- **Given passage**:

-.-.-

But as Pollock so cleverly speculated, despite these fond if confusing Colombian visits and memories, I’ve never been able to truly claim its culture as my own. Not completely.
* * *
I watched the boys in my school shovel rice and beans onto their lunch plates, ravenously gulping it down without chewing properly as soon as they sat down. Rice and beans—I have stared at this combination on my plate more times that I can count and wondered what is so damn great about it. I’ve heard Brazilians complain about being abroad and not having rice and beans. This notion is so incredibly odd to me: why would you want food from home when you’re traveling and getting to know a new culture?
I don’t hate rice and beans. I just don’t get the fascination around it. But Brazilians? They really love the stuff.
In the same way that I watched people eat rice and beans—from the outside, not quite understanding it—I also watched my friends go out during Carnival when I was 17 years old. I had just moved back to Brazil and my friends invited me to come along . . . but just like in Colombia, I felt painfully out of place amid all the cheery music and the samba dancing I have never quite grasped how to do.
So instead I turned on the air conditioner and settled down in my bed with a book. To this day, that’s how I spend that famous Brazilian carnival. Along with fielding the horrified looks that come with “hating the biggest party on the planet” that make me feel even more at odds with my nationality.
TCKs “have an understanding that there is more than one way to look at situations that they are exposed to or experience [and can perceive] cultures that are homogenous in their belief system (…) as offensive or useless.”
I am subject to culture shock in my own country.
* * *
No one can guess my accent, not even me. It changes depending on who I am speaking to. Sometimes I sound more British, from my time studying in the UK. Sometimes I sound more American, from learning how to speak English with my American cousins. Sometimes I sound more Latina (usually when I am angry). My accent is undefinable, so it adapts itself according to my surroundings.

-.-.-

- **Work item A**: In the passage, how has the writer spent Brazilian Carnival to this day?
- **Work item B**: List every kind of accent the passage says the writer sometimes sounds like.
- **Work item C**: Return the part of the passage that opens with the words containing "I don’t hate" and closes with "with my nationality.".

-.-.-

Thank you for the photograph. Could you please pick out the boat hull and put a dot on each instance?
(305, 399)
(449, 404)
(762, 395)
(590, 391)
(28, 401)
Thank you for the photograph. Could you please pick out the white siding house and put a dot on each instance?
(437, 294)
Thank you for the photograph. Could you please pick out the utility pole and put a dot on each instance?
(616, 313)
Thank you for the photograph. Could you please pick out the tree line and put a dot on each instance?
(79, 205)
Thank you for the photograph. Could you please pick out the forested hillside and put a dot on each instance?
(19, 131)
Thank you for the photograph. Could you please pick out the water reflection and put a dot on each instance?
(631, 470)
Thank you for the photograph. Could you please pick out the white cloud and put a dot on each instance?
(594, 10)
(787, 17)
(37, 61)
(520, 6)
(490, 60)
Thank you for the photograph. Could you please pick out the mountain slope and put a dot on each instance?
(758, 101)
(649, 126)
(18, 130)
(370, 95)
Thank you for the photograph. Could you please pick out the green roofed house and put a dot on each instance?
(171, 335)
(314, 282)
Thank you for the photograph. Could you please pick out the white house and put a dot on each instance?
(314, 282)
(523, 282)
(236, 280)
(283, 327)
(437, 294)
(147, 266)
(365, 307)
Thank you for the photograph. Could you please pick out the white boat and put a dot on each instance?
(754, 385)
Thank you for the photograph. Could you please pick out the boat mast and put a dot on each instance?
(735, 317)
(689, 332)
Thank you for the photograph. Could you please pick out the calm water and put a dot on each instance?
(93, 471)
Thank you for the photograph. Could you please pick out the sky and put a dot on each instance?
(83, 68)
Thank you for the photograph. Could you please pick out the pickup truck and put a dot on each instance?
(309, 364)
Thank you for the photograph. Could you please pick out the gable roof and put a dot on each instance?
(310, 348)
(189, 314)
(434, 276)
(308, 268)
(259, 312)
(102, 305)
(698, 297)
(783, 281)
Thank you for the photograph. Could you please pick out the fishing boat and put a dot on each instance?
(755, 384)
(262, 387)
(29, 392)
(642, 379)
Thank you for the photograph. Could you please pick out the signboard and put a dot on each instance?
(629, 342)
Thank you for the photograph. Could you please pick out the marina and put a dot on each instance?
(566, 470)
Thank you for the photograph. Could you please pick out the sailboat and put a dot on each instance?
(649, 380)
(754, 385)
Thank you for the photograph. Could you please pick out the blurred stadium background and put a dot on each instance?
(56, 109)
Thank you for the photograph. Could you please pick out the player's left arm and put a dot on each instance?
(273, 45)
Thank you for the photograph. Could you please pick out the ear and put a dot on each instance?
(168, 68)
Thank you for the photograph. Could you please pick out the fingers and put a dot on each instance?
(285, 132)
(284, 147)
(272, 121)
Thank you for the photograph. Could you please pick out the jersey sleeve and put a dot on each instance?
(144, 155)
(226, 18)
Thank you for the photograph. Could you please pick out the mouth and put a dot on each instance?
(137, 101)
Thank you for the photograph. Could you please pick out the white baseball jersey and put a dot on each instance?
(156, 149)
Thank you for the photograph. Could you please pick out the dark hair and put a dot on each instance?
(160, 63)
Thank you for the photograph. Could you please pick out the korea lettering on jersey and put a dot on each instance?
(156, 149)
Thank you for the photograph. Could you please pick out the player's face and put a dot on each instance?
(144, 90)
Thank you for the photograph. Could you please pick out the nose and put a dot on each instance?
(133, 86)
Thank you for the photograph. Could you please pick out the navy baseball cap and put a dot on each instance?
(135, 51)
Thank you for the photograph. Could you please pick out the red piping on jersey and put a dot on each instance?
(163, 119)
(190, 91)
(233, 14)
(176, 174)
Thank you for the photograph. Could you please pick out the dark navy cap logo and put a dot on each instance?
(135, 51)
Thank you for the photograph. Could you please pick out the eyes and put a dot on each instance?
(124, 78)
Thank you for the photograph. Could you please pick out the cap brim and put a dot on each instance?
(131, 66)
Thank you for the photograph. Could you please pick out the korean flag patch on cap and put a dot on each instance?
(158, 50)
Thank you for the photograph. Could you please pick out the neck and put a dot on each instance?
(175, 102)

-.-.-

- **Answer box A**: With the air conditioner on, settled in bed with a book.

- **Answer box B**: British, American, Latina

- **Answer box C**:
I don’t hate rice and beans. I just don’t get the fascination around it. But Brazilians? They really love the stuff.
In the same way that I watched people eat rice and beans—from the outside, not quite understanding it—I also watched my friends go out during Carnival when I was 17 years old. I had just moved back to Brazil and my friends invited me to come along . . . but just like in Colombia, I felt painfully out of place amid all the cheery music and the samba dancing I have never quite grasped how to do.
So instead I turned on the air conditioner and settled down in my bed with a book. To this day, that’s how I spend that famous Brazilian carnival. Along with fielding the horrified looks that come with “hating the biggest party on the planet” that make me feel even more at odds with my nationality.